Extracted data entries
□ □ □ □ □ □ □
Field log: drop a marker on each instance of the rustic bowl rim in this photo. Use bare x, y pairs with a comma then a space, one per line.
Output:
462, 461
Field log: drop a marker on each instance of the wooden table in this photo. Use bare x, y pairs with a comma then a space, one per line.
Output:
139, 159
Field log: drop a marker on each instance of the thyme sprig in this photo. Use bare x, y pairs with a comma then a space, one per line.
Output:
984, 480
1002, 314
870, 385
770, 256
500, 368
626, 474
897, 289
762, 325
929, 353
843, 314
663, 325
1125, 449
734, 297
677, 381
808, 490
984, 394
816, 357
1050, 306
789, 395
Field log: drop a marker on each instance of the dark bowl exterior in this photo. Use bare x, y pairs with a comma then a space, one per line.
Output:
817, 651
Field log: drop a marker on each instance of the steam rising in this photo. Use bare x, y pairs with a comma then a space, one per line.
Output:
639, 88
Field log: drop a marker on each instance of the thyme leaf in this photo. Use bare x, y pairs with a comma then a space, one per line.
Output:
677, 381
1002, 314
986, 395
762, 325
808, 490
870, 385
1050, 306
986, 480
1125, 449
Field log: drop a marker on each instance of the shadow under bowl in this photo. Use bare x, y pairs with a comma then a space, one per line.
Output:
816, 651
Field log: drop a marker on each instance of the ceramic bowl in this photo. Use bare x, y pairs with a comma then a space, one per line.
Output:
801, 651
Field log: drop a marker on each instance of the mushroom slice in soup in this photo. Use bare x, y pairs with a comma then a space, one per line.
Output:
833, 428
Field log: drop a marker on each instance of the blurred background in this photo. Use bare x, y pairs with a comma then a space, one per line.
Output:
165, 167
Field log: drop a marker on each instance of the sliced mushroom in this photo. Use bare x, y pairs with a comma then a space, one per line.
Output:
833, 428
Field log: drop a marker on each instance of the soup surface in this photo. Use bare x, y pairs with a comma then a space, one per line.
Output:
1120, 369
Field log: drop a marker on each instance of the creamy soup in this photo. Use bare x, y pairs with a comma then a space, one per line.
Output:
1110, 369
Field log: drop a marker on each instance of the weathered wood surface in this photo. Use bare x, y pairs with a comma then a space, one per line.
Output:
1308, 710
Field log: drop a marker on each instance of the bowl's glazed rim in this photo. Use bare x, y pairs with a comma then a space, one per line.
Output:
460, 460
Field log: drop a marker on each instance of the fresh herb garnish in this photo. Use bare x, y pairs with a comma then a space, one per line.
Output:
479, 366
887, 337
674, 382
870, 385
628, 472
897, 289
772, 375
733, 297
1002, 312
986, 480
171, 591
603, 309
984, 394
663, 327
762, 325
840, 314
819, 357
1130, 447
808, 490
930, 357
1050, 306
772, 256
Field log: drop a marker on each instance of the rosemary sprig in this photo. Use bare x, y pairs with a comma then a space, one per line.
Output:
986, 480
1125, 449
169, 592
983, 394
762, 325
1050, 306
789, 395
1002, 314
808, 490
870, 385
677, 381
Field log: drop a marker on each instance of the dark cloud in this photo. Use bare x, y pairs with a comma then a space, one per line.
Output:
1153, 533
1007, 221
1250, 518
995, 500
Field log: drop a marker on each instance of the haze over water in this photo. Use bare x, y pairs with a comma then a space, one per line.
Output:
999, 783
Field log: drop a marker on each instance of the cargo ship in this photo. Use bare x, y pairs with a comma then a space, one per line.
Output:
□ □ □ □ □ □ □
◆ **Direction**: Return everything from the line containing "Field log: drop a marker on each instance of the creamy" down through the final line, copying each line unchanged and including both the starting line and the last one.

◆ **Solved exercise**:
Field log: drop a marker on each instance of the creamy soup in this photo. Use bare x, y pairs with a comma then a space, one per line.
Output:
1110, 369
Field log: drop a marker on each instance of the weathered wood surface in this photo. Use bare x, y pairs with a comma then a space, one per line.
Output:
1308, 710
Field log: drop a marker on each instance of the bowl's glazed rim in this photo. Use bare x, y pairs with a comma then a space, one per line.
Output:
460, 460
Field log: drop a marker on each instance of the fresh herb garnish in this photo. Use bare x, y pairs with a comma then a space, one per line.
Output:
479, 366
887, 337
674, 382
870, 385
628, 472
897, 289
772, 375
733, 297
1002, 312
986, 480
171, 591
603, 309
984, 394
663, 327
762, 325
840, 314
819, 357
1130, 447
808, 490
930, 357
1050, 306
772, 256
Field log: drop a marker on each instance of the rosemary sprig in this photo. Use bare x, y pairs with a comma then a space, one per line.
Output:
986, 480
1125, 449
169, 592
983, 394
762, 325
1050, 306
789, 395
1002, 314
808, 490
870, 385
677, 381
Field log: drop a marker on each instance of the dark cloud in this photo. Use bare x, y pairs with a comma then a space, one per line.
Output:
1153, 533
1007, 221
1250, 518
995, 500
Field log: drop a marker on each instance of the haze over water in this photo. Use bare x, y pairs with a comma then a space, one per line.
Output:
999, 783
Field log: drop a marker on each instance of the cargo ship in this photo. Use bare x, y pairs with a comma then a space, one per line.
Output:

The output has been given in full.